19-Zoll Big-Enduro vs. 21-Zoll Reiseenduro - Multi V4 vs DesertX
Offroad-Test: Für Normalos zu schwer fürs Grobe?
Immer die gleiche Leier: Im Gelände kommt es aufs Gewicht an! Aber warum? Wo und wie beeinflussen die stählernen Kilogramm im Gelände die Performance des Motorrads? Wir haben das bei der Ducati Offroad Experience getestet.
Österreich und Deutschland machen es einem nicht leicht, wenn die Lust auf unbefestigte Wege und spritzenden Dreck aufkommt. Möchte man im legalen Bereich bleiben, so muss man fast auf dafür ausgelegte Offroad-Parks und Trainingsgelände zurückgreifen. So ist es auch bei diesem Test, der mich zu einem der größten Enduroparks Deutschlands nach Leipzig führt.
Ducati Offroad Experience - Offroad-Training mit neuesten Ducati Motorrädern
Nahe des kleinen sächsischen Ortes Meltewitz, ca. eine halbe Stunde östlich von Leipzig, befindet sich der 125 Hektar große Enduropark, auf dem die Vollprofis vom Enduro Action Team seit 13 Jahren unterschiedlichste Gruppen vom Sonderkommando bis zu blutigen Anfängern in der Kunst der Geländefahrt schulen. Ich reise an anlässlich der Ducati Offroad Experience. Mehrfach im Jahr bietet Ducati Deutschland Interessierten hier auf den breiten bis einspurigen Wegen des Geländes in Meltewitz an, die eigenen Offroad-Fähigkeiten auf den neuesten Gelände-tauglichen Ducati Modellen zu verfeinern. Zur Verfügung stehen Multistrada V4 S, Multistrada V4 Rally, DesertX und DesertX Rally, allesamt mit Pirelli Scorpion Rally und Scorpion Rally STR Reifen ausgestattet.
Zentral für diesen Test ist die Frage, wie viel der Gewichtsunterschied beim Motorrad für durchschnittliche Fahrer tatsächlich ausmacht. Dementsprechend fokussiere ich mich auf die leichteste verfügbare Maschine, die 223 kg wiegende DesertX Rally, und das Schwergewicht der Ducatis, die 260 kg schwere Multistrada V4 Rally. Erfahrene Offroad-Cracks werden hier die Nase rümpfen und meinen, dass doch beide bleischwer seien. Das mag aus der Enduro-Ecke kommend auch stimmen, doch die zwei Bikes verkörpern zwei große Motorradgattungen am Markt: Einerseits die um die 100 PS starken Reiseenduros mit 21-Zoll Vorderrad, und andererseits die voll ausgetstatteten Big-Enduros mit 19-Zoll Vorderrädern alá GS und Co. Die Ducati Multistrada V4 Rally und DesertX Rally liegen auch gewichtstechnisch nahe am Durchschnitt dieser Segmente, weswegen dieser Test eher als Konzeptvergleich gesehen werden kann. Wer detaillierte Testeindrücke zu den gefahrenen Eisen möchte, der findet hier den Ducati DesertX Rally Test und Multistrada V4 Rally Test.

» **Vorhandene Datensätze**
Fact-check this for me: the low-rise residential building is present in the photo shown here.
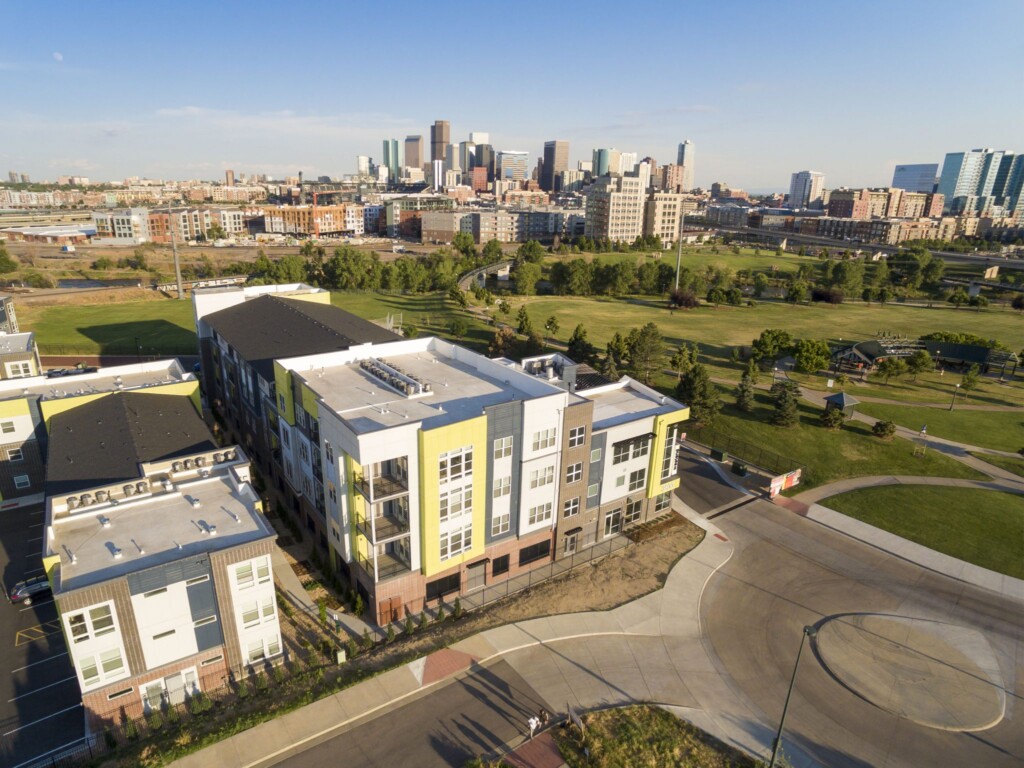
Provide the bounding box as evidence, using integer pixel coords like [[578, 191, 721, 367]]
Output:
[[43, 392, 282, 729]]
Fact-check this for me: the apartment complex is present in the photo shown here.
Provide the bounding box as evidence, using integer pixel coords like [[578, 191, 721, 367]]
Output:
[[43, 391, 282, 728], [193, 284, 400, 554], [274, 338, 688, 625]]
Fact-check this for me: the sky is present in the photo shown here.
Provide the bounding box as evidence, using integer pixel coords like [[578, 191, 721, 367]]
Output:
[[0, 0, 1024, 191]]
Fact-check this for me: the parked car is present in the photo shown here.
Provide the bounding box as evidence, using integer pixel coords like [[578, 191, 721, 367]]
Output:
[[9, 575, 50, 605]]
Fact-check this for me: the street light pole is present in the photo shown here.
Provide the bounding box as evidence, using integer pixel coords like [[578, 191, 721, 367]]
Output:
[[768, 627, 818, 768]]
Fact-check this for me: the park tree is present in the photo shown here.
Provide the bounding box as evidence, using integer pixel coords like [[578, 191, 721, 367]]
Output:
[[906, 349, 935, 381], [735, 370, 754, 414], [751, 328, 793, 368], [794, 339, 831, 374], [676, 362, 722, 427], [487, 326, 515, 357], [626, 323, 665, 384], [513, 261, 541, 296], [565, 323, 597, 362], [877, 357, 908, 384], [515, 304, 534, 336], [771, 381, 800, 427]]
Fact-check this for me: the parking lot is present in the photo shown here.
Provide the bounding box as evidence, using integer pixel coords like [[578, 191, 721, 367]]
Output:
[[0, 505, 84, 768]]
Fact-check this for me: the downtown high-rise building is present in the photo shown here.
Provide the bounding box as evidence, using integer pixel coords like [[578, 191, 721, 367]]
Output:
[[406, 136, 423, 169], [540, 140, 569, 191], [430, 120, 452, 163], [676, 139, 696, 191], [790, 171, 825, 208], [891, 163, 939, 193]]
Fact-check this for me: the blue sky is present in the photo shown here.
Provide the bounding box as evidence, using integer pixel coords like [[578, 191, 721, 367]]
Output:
[[0, 0, 1024, 190]]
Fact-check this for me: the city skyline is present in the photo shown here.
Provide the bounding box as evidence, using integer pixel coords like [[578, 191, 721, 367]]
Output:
[[0, 0, 1024, 191]]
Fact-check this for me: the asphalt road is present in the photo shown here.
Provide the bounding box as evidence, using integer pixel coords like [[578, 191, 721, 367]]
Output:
[[274, 662, 554, 768], [701, 501, 1024, 768], [0, 506, 84, 767]]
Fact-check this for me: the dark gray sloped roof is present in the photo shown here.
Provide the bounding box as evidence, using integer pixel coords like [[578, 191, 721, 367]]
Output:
[[46, 392, 216, 495], [204, 296, 401, 381]]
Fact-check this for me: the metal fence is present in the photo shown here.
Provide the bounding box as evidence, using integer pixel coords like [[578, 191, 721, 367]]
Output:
[[687, 427, 804, 475]]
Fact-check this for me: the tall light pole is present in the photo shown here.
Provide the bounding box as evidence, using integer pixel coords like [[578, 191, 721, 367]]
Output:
[[768, 627, 818, 768]]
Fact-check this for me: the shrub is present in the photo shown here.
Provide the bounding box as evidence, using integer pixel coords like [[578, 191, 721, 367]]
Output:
[[871, 419, 896, 439]]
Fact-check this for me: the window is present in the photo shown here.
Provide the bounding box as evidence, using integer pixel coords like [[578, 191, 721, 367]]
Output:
[[495, 435, 512, 459], [529, 465, 555, 488], [437, 445, 473, 481], [562, 496, 580, 517], [519, 540, 551, 567], [440, 522, 473, 560], [494, 475, 512, 499], [623, 499, 643, 523], [440, 483, 473, 522], [630, 469, 647, 490], [490, 512, 512, 536], [534, 428, 557, 451], [529, 502, 552, 525]]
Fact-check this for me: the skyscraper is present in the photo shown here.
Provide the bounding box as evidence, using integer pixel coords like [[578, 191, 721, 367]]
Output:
[[406, 136, 423, 168], [790, 171, 825, 208], [676, 139, 696, 191], [892, 163, 939, 193], [430, 120, 452, 162], [540, 140, 569, 191]]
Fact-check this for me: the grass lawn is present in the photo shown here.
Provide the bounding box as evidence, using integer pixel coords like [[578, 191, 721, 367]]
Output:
[[17, 299, 198, 355], [823, 485, 1024, 579], [693, 392, 985, 492], [971, 451, 1024, 477], [857, 398, 1024, 452], [555, 706, 758, 768]]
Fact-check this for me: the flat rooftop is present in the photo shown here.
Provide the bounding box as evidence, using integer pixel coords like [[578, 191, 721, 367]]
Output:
[[295, 349, 560, 433], [46, 472, 272, 592], [0, 360, 187, 400]]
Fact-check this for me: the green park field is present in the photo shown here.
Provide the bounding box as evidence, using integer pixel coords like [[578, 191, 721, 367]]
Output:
[[822, 485, 1024, 579]]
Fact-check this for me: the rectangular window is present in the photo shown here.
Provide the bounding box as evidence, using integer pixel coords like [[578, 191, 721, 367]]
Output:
[[529, 465, 555, 488], [623, 499, 643, 523], [529, 502, 552, 525], [494, 475, 512, 499], [534, 428, 557, 451], [490, 512, 512, 536], [519, 540, 551, 567], [562, 496, 580, 517], [630, 469, 647, 490], [495, 435, 512, 459]]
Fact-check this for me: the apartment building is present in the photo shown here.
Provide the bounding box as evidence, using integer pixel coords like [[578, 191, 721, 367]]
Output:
[[43, 392, 282, 729], [193, 284, 400, 554], [586, 175, 647, 243], [274, 338, 688, 625], [0, 359, 199, 509]]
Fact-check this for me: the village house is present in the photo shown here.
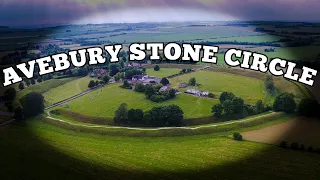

» **Zu erledigen**
Führe den Text über den Offroad-Test von Ducati Multistrada V4 Rally und DesertX Rally nach seinem letzten Satz weiter.

» **Ergebnis**
19-Zoll oder 21-Zoll Reise-Enduro auf losem Untergrund - Welche ist besser auf Schotterstraßen?
Offroad ist ein sehr dehnbahrer Begriff und je nach Einsatzgebiet verändern sich auch die Unterschiede bei den Fahreigenschaften. Nach eine anfänglichen Fahrtechnikeinheit mit Enduro Action Team Gründer Robert geht es nach und nach durch verschiedene Szenarien, die Normalos mit ihrem Adventure Bike angehen können. Den Beginn macht wohl die Art von "Offroad", die die meisten Hobby-Abenteuerer unter die Räder nehmen, also eher breite, zweispurige Feldwege und Schotterstraßen.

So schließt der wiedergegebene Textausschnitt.